* ENTRIES SUPPLIED
====
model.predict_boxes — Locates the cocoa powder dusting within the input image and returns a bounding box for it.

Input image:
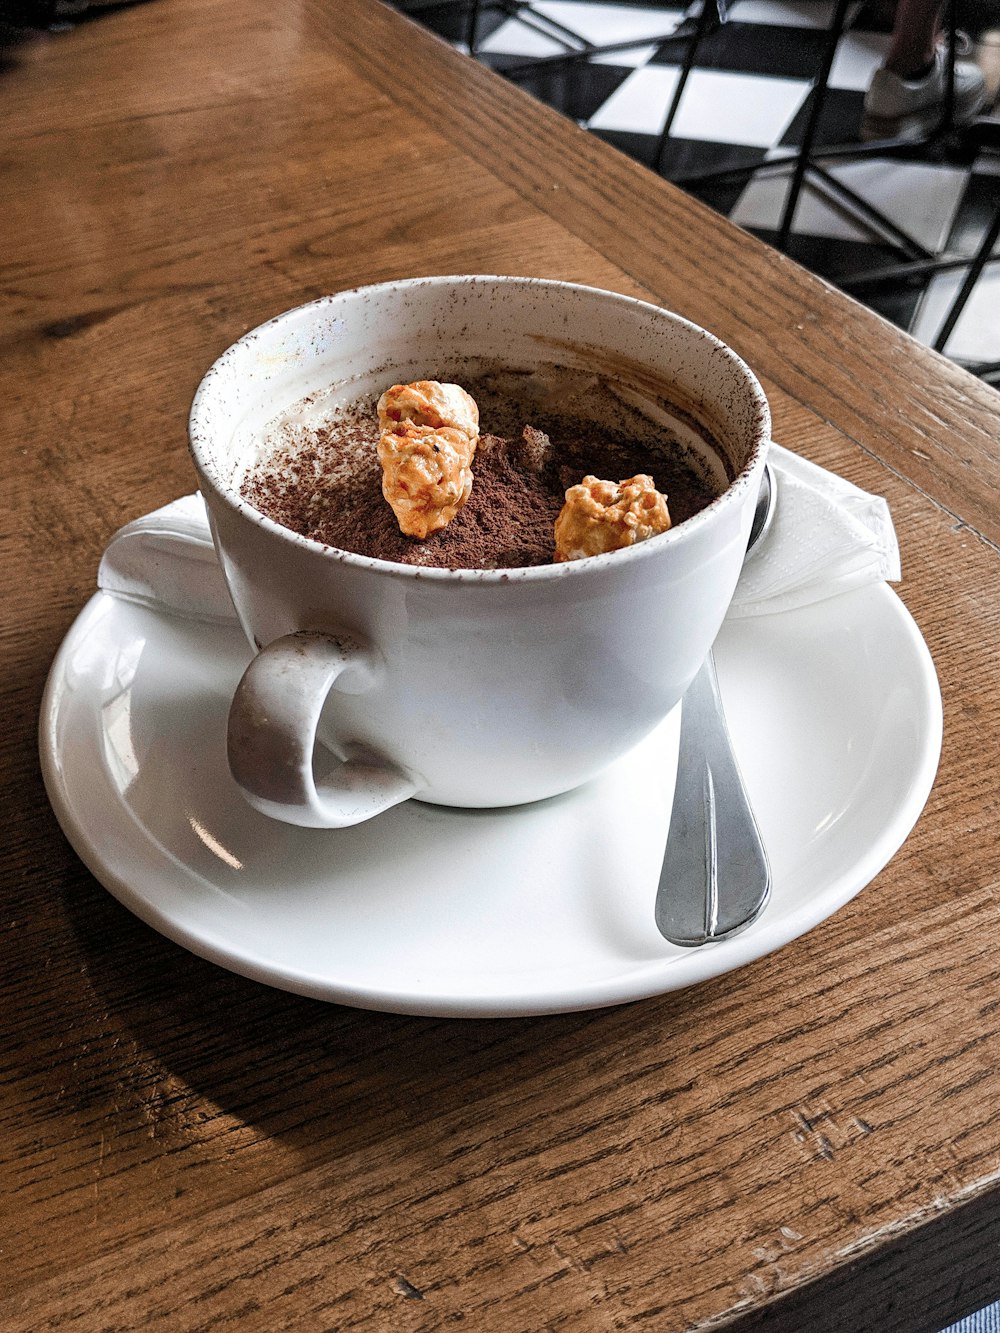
[241,378,719,570]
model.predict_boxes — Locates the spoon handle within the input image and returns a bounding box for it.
[655,652,771,946]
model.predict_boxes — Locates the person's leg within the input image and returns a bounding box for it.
[863,0,987,132]
[883,0,940,75]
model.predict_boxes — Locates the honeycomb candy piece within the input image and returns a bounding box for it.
[377,381,479,439]
[376,381,480,538]
[376,422,477,539]
[554,474,671,563]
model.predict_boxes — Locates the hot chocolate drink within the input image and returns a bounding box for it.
[192,278,771,824]
[240,365,723,570]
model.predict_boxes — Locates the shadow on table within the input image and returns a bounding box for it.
[57,864,695,1135]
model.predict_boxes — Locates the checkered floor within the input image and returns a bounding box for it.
[397,0,1000,378]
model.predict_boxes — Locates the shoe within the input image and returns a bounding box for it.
[862,46,987,139]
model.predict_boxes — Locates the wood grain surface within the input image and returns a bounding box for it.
[2,0,999,1328]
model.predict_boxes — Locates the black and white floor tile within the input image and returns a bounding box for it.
[396,0,1000,379]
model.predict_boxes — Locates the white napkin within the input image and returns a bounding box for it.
[96,443,900,622]
[729,441,900,617]
[98,493,237,624]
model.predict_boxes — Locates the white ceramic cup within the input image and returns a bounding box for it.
[188,276,770,827]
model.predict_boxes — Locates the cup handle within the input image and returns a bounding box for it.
[227,630,419,828]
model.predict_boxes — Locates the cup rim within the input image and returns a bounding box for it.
[188,275,771,583]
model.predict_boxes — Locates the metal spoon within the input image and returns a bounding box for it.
[655,463,775,946]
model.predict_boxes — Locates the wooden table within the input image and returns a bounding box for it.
[4,1,1000,1327]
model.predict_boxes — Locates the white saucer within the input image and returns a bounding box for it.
[40,586,941,1017]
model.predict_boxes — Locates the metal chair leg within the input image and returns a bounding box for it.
[932,204,1000,352]
[467,0,481,54]
[774,0,853,249]
[653,0,725,173]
====
The line containing "model.predict_boxes — Locates the cup handle" and each line after it through the end of the listing above must be printed exactly, with nothing added.

model.predict_boxes — Locates the cup handle within the input image and returns a bounding box for it.
[227,630,419,828]
model.predict_boxes — Locates the cup rim within the input image and returns a bounding box for it.
[188,275,771,583]
model.predict_boxes — Locates the metal spoon within the input image and returns a bounding box for it.
[655,463,775,946]
model.predict_boxes — Locates the wooden table within the input image and returns a bounding box for it.
[4,1,1000,1327]
model.predict_boxes — Locates the white saucer within the input image and returns a bounding box for it.
[40,586,941,1017]
model.predict_boxes — Locates the metal chair leg within the input image and returns a bounding box for it.
[932,204,1000,352]
[467,0,481,54]
[774,0,853,249]
[653,0,725,173]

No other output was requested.